**EXTRACT TO READ:**
— BEGIN —
Further, and this is very important, it lists what appears to be overland distances. More specifically, it indicates that there were overland, or riverine and overland, routes from Zhenla to Champa, Zhenla to Siam, and Zhenla to a place to the south called “Panyu” 番禺.

This name, Panyu, is written here exactly like the name of a famous city in what is now Guangdong Province. This was obviously not a reference to that city.

So, what was it a reference to?

As mentioned above, Wang Dayuan recorded the term “Dragon Teeth Gate” three times in his 1349 Brief Treatise on the Island Barbarians. There is one record that clearly indicates the Dragon Teeth Gate near Singapore, and there is the record we mentioned above that says that one reached Sanfoqi by “moving away” from Dragon Teeth Gate for five days and nights.

The third reference to Dragon Teeth Gate is in relation to a place with a name that sounds very similar to Panyu – Banzu 班卒. And this is what Wang Dayuan wrote about Banzu:

地勢連龍牙門後山,若纏若斷,起凹峰而盤結,故民環居焉。
Its territory is connected to the mountains behind Dragon Teeth Gate. Sometimes winding, sometimes severing, there is a hollow in the mountains that [the terrain] wraps around. Therefore, the people reside around its midst.

This is a perfect description (shockingly perfect, actually – see the image above) of the landscape one sees just before reaching the Big Root and Little Root islands (Hòn Rễ Lớn + Hòn Rễ Nhỏ) when traveling from east to west towards Hà Tiên. There one finds today mountains with a hollow in between them where people live.

It is a very recognizable feature of the coastal landscape.

Therefore, this information about a ten-day journey from Zhenla to “Panyu” was likely indicating a journey to the coast, with the recognizable landmark of Banzu as a reference point.

Indeed, Dragon Teeth Gate and Banzu were basically right next to each other.

So, setting off from Dragon Teeth Gate the waterway inland to Sanfoqi would have begun at what is now Hà Tiên.

It certainly cannot be a coincidence that the Vĩnh Tế Canal that the Nguyễn dynasty ordered dredged in the early nineteenth century likewise extended inland from Hà Tiên. Indeed, it is clear to me now that the Nguyễn “re-opened” the ancient waterway to Sanfoqi.

But where exactly was the political center of Sanfoqi? I have to leave that to archaeologists to decide, but a logical guess would be to place it at or near Angkor Borei, the capital of Funan, an ancient polity that supposedly came to an end somewhere around the ninth century. . . roughly around the time that the term Sanfoqi starts to appear in Chinese sources. . . Hmmm, what a coincidence!!

While I have been “searching for Sanfoqi” for the past few years, I have always known that Sanfoqi is the word “Cambodia” and that it therefore must be in Cambodia.

Since Sanfoqi appears much more frequently in Chinese sources than Zhenla, I assumed that it must have been the more important political center in Cambodia, and that of course would have meant Angkor.
— END —
(Raw rows)
— BEGIN —
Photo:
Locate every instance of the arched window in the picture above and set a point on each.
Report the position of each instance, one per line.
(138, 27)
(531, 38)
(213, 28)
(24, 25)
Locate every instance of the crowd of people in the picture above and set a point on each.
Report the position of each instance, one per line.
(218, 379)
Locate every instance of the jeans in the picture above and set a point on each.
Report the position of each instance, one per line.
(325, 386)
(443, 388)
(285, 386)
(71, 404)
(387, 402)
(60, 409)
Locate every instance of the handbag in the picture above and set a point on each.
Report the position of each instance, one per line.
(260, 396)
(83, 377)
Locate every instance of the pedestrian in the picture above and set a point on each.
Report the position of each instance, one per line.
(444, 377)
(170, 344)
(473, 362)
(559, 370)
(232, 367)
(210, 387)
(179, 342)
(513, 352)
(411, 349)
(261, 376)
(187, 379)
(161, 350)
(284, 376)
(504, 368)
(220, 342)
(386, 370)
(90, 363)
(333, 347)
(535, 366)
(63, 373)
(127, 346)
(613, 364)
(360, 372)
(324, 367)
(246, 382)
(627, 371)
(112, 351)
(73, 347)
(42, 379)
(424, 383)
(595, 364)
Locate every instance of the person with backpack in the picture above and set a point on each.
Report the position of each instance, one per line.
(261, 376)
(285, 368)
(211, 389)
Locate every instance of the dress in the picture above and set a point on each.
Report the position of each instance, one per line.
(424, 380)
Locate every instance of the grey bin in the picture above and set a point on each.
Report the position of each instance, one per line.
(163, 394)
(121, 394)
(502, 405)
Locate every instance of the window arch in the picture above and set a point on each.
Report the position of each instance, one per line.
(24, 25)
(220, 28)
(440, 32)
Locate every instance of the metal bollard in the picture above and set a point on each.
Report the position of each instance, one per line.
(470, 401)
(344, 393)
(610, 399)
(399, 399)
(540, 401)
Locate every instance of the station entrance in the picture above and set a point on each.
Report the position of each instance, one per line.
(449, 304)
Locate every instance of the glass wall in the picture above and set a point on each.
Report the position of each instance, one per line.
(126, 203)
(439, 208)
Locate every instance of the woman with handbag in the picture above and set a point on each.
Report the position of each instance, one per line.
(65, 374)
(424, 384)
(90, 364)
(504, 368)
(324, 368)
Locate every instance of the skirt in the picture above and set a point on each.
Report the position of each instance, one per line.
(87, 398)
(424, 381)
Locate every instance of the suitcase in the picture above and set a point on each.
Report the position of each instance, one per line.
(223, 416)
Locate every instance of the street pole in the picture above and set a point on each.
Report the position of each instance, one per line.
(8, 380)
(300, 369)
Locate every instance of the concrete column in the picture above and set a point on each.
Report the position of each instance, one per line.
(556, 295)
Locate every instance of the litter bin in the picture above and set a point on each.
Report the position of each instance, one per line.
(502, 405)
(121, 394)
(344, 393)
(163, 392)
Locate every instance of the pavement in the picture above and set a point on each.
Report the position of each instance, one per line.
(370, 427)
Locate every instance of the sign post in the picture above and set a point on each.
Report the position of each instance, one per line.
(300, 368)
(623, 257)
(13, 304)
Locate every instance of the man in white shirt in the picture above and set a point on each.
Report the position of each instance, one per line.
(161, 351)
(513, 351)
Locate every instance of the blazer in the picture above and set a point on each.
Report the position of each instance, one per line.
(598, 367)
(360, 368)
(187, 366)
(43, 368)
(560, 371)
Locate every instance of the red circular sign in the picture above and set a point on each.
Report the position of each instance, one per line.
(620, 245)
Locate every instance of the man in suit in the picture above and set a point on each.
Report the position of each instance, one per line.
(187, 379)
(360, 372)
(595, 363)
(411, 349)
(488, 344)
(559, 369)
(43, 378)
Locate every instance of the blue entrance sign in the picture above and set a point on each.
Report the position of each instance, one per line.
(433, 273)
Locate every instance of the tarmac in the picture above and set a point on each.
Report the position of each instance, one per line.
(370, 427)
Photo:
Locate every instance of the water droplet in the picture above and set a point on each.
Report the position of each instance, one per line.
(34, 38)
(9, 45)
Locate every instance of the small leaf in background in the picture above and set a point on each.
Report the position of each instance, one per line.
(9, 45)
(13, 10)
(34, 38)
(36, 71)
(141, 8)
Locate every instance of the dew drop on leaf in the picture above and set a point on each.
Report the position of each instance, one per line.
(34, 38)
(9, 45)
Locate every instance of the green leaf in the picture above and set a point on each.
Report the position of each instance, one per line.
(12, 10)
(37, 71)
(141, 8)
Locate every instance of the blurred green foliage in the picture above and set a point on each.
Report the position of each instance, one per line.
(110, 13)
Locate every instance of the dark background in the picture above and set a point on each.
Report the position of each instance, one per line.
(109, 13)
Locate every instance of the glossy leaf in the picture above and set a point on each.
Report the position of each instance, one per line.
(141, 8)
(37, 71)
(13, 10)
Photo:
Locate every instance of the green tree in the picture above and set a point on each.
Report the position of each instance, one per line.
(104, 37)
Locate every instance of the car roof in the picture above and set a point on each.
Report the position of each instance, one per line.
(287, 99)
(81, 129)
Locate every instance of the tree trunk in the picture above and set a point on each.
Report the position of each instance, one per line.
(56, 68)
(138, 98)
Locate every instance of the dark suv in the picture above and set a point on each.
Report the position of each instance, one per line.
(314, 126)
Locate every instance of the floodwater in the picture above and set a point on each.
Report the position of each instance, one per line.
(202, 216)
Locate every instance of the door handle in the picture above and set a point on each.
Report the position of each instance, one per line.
— END —
**REQUIRED ACTIONS:**
- A) Convert everything in the rows from the line containing "Locate every instance of the blurred" down to the end of the rows into a numbered list, leaving out any blank lines.
- B) Carry the passage on Sanfoqi forward from its last sentence.
The rows above have no connection to the passage on Sanfoqi.

**ANSWERS TO THE EXERCISE:**
- A)
1. Locate every instance of the blurred green foliage in the picture above and set a point on each.
2. Report the position of each instance, one per line.
3. (110, 13)
4. Locate every instance of the dark background in the picture above and set a point on each.
5. Report the position of each instance, one per line.
6. (109, 13)
7. Locate every instance of the glossy leaf in the picture above and set a point on each.
8. Report the position of each instance, one per line.
9. (141, 8)
10. (37, 71)
11. (13, 10)
12. Photo:
13. Locate every instance of the green tree in the picture above and set a point on each.
14. Report the position of each instance, one per line.
15. (104, 37)
16. Locate every instance of the car roof in the picture above and set a point on each.
17. Report the position of each instance, one per line.
18. (287, 99)
19. (81, 129)
20. Locate every instance of the tree trunk in the picture above and set a point on each.
21. Report the position of each instance, one per line.
22. (56, 68)
23. (138, 98)
24. Locate every instance of the dark suv in the picture above and set a point on each.
25. Report the position of each instance, one per line.
26. (314, 126)
27. Locate every instance of the floodwater in the picture above and set a point on each.
28. Report the position of each instance, one per line.
29. (202, 216)
30. Locate every instance of the door handle in the picture above and set a point on each.
31. Report the position of each instance, one per line.

- B)
However, in seeing how difficult it was to travel to Angkor, or even to Lovek, I realized that Sanfoqi appears more frequently in Chinese sources because it was the part of Cambodia that traded with the outside world.

Then seeing how difficult it was to navigate the Mekong, I started to look at the southern coast of the Indochinese Peninsula, and as I did so, I found that the references about Dragon Teeth Gate, a place connected to Sanfoqi, fit the geography of that region perfectly.

Seeing now that Sanfoqi, one of the most important trading centers in Southeast Asia from the tenth to fourteenth centuries, was a polity that was probably based around Angkor Borei and which interacted with the outside world through a water route that led to what is now Hà Tiên makes complete sense.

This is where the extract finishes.